Work item:
Write out the entries exactly. None of the pictures should appear in the copy.

(Records shown Opens)

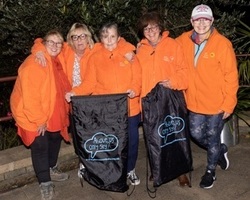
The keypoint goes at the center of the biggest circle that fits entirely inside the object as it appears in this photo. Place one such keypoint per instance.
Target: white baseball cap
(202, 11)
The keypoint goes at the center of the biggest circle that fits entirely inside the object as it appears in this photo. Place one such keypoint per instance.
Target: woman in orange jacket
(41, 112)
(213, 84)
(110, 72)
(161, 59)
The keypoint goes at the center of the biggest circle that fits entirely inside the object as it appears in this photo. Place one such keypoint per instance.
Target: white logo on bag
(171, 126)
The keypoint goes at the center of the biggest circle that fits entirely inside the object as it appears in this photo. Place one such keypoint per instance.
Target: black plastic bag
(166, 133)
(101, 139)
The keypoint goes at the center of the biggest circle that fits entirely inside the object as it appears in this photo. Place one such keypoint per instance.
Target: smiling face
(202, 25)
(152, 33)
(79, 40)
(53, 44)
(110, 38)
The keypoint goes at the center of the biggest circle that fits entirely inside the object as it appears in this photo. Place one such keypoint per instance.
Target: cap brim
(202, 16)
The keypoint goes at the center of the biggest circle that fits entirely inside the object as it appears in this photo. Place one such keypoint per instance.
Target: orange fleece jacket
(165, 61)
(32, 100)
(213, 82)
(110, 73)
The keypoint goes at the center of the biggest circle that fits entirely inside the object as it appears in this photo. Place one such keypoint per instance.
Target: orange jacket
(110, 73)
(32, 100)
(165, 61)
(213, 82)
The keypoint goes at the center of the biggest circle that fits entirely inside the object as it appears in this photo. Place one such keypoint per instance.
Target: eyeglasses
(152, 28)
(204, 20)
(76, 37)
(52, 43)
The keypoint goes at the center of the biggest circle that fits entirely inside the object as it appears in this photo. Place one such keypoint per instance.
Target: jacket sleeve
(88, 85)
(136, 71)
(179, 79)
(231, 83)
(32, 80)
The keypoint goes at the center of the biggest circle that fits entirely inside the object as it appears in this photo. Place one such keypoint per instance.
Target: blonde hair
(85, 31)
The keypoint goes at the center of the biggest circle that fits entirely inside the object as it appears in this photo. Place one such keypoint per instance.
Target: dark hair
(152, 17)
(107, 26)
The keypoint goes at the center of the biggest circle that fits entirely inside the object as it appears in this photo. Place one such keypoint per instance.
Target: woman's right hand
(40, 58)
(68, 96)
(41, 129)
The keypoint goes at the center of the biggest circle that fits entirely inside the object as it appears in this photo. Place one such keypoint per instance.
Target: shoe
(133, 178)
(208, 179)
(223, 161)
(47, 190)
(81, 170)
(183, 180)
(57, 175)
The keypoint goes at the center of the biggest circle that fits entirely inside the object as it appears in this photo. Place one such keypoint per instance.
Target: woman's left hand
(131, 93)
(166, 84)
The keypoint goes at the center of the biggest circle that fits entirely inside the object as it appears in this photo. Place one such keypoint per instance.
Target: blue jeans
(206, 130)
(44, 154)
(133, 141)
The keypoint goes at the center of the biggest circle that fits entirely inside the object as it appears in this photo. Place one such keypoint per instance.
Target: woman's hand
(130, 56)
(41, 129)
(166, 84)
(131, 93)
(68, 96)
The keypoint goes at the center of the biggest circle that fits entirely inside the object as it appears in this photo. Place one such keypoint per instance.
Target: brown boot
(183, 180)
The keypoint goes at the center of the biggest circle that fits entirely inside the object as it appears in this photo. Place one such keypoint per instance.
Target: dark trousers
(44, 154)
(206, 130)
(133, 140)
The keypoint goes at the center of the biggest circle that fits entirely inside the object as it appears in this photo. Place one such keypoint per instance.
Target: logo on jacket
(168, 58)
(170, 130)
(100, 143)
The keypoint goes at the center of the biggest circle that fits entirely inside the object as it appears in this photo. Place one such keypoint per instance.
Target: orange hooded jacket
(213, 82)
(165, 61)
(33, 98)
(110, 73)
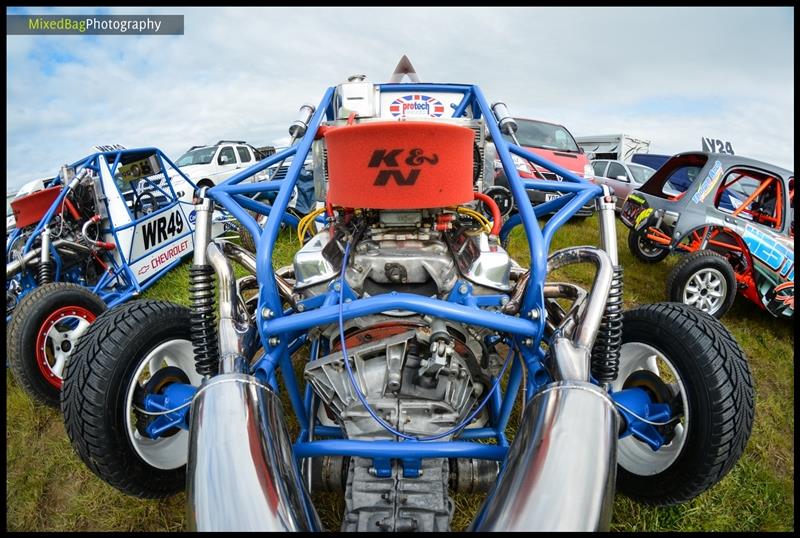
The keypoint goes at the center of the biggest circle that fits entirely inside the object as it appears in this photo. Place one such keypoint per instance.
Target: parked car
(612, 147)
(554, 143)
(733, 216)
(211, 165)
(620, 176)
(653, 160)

(Records shown Closes)

Written response:
The keypoint goes at the center of the biggest circle that fits entirely inside the object as it appears in this photo. Place one such keypoint per instance.
Target: white baseball cap
(202, 11)
The keypoint goes at the center of the biggest circle that fits entirely inside the object as it appears in this photo. Place one such keypoint per instance.
Target: woman in orange jacket
(41, 112)
(213, 84)
(110, 72)
(161, 59)
The keypoint goes at the center of the biggest circle that fits entirely inside the object as it appears in this photo. Place one such keypoint per instance.
Target: white logo on bag
(171, 126)
The keypoint goes at the center of the biggest circle that fits entirely inside the object as it appears in this photo. Place one such keypoint per instance.
Target: black plastic bag
(166, 133)
(101, 139)
The keypoint goes at the center of the biggest circle that fits entirely inside the object as it appears in this photo. Place one such keypoint per instance.
Target: smiling face
(202, 25)
(152, 33)
(79, 40)
(53, 44)
(110, 38)
The keypoint goes at the center of the biggest circle that fits entirely inside the object as it appears in this photo. Place one such keypoint per instance.
Target: cap brim
(202, 16)
The keypoint goes at the center of the biggest circle that fits entirely inside the object as it appears in this photo. Place one such keypoint per instance.
Target: orange fleece jacket
(165, 61)
(32, 100)
(213, 82)
(110, 73)
The keypoint goes at the center of the biggest circle that fits entirely inside the object as it appears in this photo. Place one such keypoint per instance.
Target: orange jacket
(110, 73)
(32, 100)
(165, 61)
(213, 82)
The keypoint goes at the center of the biggest circle that fits entirely inside the object as it appears in this photo. Place one such keypoint per instance.
Target: eyeglasses
(152, 28)
(204, 20)
(76, 37)
(52, 43)
The keypoint goes at the center of the biggest circle that fits entirely inside the object as it appears in this photo. Place one such keypoint per instance.
Target: jacket sleeve
(88, 85)
(136, 71)
(179, 79)
(231, 83)
(32, 80)
The keypoint goes at the center of the biggest circle that fits entirely inside the object as it appears in this photo. Place one such keypoint per instance.
Target: blonde hair
(85, 31)
The keypoint goes at the center of the biggest circle that fits entirely inside the object as it appears in this photo. Place one such keypoint per instance.
Target: dark hair
(152, 17)
(107, 26)
The keypoint goes at the center of the biggest circle that fits entirely inside the object as it appears in this photo. Place one such keypoint per instance.
Target: woman's right hand
(40, 58)
(68, 96)
(41, 129)
The keypoint goes at the center of the biggest circle that fits entirely inside the object as it appears in this photo. Place one such keypoint per instance.
Target: shoe
(133, 178)
(208, 179)
(223, 161)
(47, 190)
(81, 170)
(183, 180)
(57, 175)
The keypoint goes at the center of the biggest circle that fits entirely inside the object as it appears in this photo. Place one such keypoint per instance.
Target: woman's left hand
(131, 93)
(166, 84)
The keypoint goes at the center of the biggest circle that fits entirely inside the object as it appears in this photo. Place one such keypoint per instance.
Target: blue jeans
(206, 130)
(44, 154)
(133, 141)
The keypoint goes at the center of the biggest circle that fits entirely inside the object as it appears in this photo. Place one such keypoint per instance.
Target: woman's hand
(130, 56)
(41, 129)
(166, 84)
(131, 93)
(68, 96)
The keypoint goes at the center of the biggest circle that fits entirely inside the object as it appears in this photo. Place one such keypoint per instance.
Target: brown boot
(183, 180)
The keypoint goes at the center of the biggest circle that fits entirely inside the object as it appears in this photo. Place one such keypoint per instance.
Target: dark trousers
(44, 154)
(206, 130)
(133, 140)
The keypoint goes at the center of the biggest circle that fits entirely inside the object as it appears in this photo. Place one such keypoint per instance.
Target: logo on jacket
(168, 58)
(170, 130)
(100, 143)
The keypoint goes at the center of the biggest circle that fits entirely inside the object as it appears in this photo. Place one such keypoint per instance.
Target: orange hooded jacket
(213, 82)
(165, 61)
(33, 98)
(110, 73)
The keypoint goes at the center of the biggest circle that fits entirely inside the object as it appears in this photo. Place one such keypoint per instance.
Target: parked car
(612, 147)
(554, 143)
(733, 216)
(211, 165)
(620, 176)
(653, 160)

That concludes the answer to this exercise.